### Excerpt
*****

Blind Veterans UK works to provide vision-impaired Armed Forces and National Service veterans with the services and tailored support they need to lead independent lives after sight loss. The charity's work ranges from helping veterans relearn vital life skills and providing them with the tools they need to be independent in their own homes, to offering new learning, training and recreation opportunities and providing long-term nursing, residential and respite care. It continues to assist veterans blinded in service, including men and women deployed in Iraq and Afghanistan.

In 2012, Blind Veterans UK launched its No One Alone campaign to find people who are unaware that they may be eligible for its assistance. Research from the charity estimated that there are many thousands of ex-Service men and women in the UK who are eligible for its support.

Blind Veterans UK runs a wide variety of activities from its centre in Rustington, including photography, gardening and arts and crafts. Blind Veterans UK has a long-running writing competition, with those supported by the charity submitting their own original stories. The competition has had celebrity judges in the past, including Doctor Who star Jon Pertwee.

*****

### Study material
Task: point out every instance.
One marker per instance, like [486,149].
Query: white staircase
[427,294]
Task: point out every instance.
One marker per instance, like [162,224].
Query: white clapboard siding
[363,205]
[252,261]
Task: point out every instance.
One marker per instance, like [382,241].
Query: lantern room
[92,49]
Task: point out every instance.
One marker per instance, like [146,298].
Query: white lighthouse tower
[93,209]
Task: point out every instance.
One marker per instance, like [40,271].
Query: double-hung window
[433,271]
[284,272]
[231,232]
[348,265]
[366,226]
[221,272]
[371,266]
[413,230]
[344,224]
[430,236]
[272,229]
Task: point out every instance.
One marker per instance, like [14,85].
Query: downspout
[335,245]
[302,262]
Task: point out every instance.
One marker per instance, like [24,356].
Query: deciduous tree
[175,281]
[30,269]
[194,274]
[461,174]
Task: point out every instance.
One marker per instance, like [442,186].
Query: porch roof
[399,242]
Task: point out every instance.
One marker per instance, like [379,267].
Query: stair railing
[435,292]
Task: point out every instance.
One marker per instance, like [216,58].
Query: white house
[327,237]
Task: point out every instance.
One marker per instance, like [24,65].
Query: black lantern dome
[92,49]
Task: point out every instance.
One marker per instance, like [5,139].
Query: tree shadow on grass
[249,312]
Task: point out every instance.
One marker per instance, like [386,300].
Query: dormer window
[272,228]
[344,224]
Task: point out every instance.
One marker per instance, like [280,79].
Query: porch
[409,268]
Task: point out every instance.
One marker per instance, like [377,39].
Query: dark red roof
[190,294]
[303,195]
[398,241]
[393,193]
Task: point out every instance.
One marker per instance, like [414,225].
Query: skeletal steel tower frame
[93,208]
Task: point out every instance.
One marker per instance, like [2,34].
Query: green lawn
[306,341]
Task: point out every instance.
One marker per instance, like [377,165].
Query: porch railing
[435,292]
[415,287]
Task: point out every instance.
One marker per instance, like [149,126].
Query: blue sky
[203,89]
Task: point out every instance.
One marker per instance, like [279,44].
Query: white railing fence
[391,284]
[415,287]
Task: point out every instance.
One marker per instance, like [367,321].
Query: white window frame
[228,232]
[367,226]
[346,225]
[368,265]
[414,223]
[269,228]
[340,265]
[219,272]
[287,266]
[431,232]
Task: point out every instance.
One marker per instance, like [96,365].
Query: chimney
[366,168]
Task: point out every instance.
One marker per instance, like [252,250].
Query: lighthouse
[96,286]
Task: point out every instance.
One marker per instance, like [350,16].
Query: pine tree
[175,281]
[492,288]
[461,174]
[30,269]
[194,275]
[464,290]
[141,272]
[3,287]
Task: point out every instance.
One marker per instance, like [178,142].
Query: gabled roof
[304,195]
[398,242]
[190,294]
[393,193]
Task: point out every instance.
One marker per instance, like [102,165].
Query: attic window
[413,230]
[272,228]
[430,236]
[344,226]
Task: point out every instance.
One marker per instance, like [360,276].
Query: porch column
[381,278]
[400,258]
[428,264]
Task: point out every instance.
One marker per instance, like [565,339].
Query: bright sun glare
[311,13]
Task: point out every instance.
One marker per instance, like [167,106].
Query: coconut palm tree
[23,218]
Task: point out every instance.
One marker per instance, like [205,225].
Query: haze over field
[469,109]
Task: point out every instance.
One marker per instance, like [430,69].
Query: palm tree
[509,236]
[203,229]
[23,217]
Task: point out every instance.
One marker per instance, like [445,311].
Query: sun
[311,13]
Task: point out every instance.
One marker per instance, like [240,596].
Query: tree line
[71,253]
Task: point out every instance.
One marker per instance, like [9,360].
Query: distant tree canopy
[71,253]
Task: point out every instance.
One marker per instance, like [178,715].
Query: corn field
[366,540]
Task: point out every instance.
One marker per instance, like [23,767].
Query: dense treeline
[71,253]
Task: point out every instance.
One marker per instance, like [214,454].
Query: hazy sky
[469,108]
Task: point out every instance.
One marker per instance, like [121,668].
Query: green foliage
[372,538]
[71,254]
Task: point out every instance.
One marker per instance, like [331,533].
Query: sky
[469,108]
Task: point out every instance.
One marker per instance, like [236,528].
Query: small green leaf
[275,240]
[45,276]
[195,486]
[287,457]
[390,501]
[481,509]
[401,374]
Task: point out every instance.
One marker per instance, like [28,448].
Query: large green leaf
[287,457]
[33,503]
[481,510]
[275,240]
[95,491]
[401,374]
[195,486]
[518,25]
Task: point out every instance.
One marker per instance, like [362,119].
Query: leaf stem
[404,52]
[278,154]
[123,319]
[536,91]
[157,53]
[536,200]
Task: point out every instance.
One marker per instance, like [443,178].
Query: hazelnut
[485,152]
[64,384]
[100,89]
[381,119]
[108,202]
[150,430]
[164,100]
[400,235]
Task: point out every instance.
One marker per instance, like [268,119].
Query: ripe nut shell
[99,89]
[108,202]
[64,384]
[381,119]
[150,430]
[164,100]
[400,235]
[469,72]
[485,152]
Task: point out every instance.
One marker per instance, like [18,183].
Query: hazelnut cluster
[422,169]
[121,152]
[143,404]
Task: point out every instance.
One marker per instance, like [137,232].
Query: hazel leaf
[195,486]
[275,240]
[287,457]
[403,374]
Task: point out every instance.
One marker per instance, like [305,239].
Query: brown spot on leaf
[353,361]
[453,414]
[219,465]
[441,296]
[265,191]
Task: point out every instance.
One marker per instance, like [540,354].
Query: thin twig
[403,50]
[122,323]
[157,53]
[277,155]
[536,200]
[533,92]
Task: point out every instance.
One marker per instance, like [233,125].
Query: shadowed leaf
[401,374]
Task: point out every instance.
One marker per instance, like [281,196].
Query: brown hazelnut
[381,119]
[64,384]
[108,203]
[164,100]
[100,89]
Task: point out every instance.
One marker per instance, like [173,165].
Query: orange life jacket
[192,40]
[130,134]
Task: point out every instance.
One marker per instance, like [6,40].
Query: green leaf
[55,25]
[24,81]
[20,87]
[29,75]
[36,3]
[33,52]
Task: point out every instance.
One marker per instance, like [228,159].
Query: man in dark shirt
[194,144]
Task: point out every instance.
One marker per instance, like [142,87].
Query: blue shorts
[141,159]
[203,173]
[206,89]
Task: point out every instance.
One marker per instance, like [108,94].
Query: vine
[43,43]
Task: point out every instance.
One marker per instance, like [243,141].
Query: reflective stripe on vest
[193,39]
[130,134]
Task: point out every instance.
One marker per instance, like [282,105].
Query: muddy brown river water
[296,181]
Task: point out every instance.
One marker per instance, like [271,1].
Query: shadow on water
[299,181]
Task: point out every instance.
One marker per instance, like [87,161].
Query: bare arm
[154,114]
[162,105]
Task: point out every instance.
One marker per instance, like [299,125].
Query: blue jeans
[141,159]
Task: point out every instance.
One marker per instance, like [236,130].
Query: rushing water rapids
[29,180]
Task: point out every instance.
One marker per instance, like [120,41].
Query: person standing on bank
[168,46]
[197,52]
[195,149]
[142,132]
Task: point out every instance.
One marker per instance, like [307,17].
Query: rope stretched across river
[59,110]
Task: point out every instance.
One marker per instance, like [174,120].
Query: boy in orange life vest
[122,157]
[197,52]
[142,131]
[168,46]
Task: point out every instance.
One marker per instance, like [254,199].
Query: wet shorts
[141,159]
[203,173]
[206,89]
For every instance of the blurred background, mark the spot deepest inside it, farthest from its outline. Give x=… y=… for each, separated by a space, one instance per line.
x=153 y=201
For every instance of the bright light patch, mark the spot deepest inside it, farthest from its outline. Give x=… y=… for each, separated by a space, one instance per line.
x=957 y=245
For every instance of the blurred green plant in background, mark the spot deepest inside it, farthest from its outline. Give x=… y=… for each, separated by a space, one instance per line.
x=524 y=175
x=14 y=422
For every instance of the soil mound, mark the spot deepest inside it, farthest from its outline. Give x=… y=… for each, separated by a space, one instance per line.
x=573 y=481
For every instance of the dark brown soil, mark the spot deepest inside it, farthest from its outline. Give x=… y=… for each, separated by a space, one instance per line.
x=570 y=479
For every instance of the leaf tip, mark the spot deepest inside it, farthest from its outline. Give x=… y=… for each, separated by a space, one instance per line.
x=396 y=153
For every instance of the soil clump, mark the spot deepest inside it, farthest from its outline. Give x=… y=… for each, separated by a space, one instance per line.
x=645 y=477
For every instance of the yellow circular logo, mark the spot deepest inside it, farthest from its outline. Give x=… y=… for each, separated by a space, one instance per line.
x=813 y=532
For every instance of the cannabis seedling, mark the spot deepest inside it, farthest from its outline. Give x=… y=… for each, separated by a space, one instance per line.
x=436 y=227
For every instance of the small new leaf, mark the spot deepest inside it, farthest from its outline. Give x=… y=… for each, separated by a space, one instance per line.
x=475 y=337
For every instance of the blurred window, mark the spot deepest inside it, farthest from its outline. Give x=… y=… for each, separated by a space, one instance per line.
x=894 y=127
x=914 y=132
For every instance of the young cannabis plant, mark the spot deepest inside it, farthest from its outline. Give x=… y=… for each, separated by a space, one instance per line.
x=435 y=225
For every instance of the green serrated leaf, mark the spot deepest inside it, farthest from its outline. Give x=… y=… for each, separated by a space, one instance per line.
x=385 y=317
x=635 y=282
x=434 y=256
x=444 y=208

*****

### Actions to take
1) Answer these questions using the Blind Veterans UK passage:
(a) In what year did the charity launch its No One Alone campaign?
(b) Where is the centre from which the charity runs its activities?
(c) Which Doctor Who star has judged the charity's writing competition?
2) Quote the part of the Blind Veterans UK passage that opens with the words containing "Blind Veterans UK works" and closes with "Iraq and Afghanistan.".
The items were taken from a separate source, unrelated to the Blind Veterans UK passage.

### Responses for each task
1)
(a) 2012
(b) Rustington
(c) Jon Pertwee

2)
Blind Veterans UK works to provide vision-impaired Armed Forces and National Service veterans with the services and tailored support they need to lead independent lives after sight loss. The charity's work ranges from helping veterans relearn vital life skills and providing them with the tools they need to be independent in their own homes, to offering new learning, training and recreation opportunities and providing long-term nursing, residential and respite care. It continues to assist veterans blinded in service, including men and women deployed in Iraq and Afghanistan.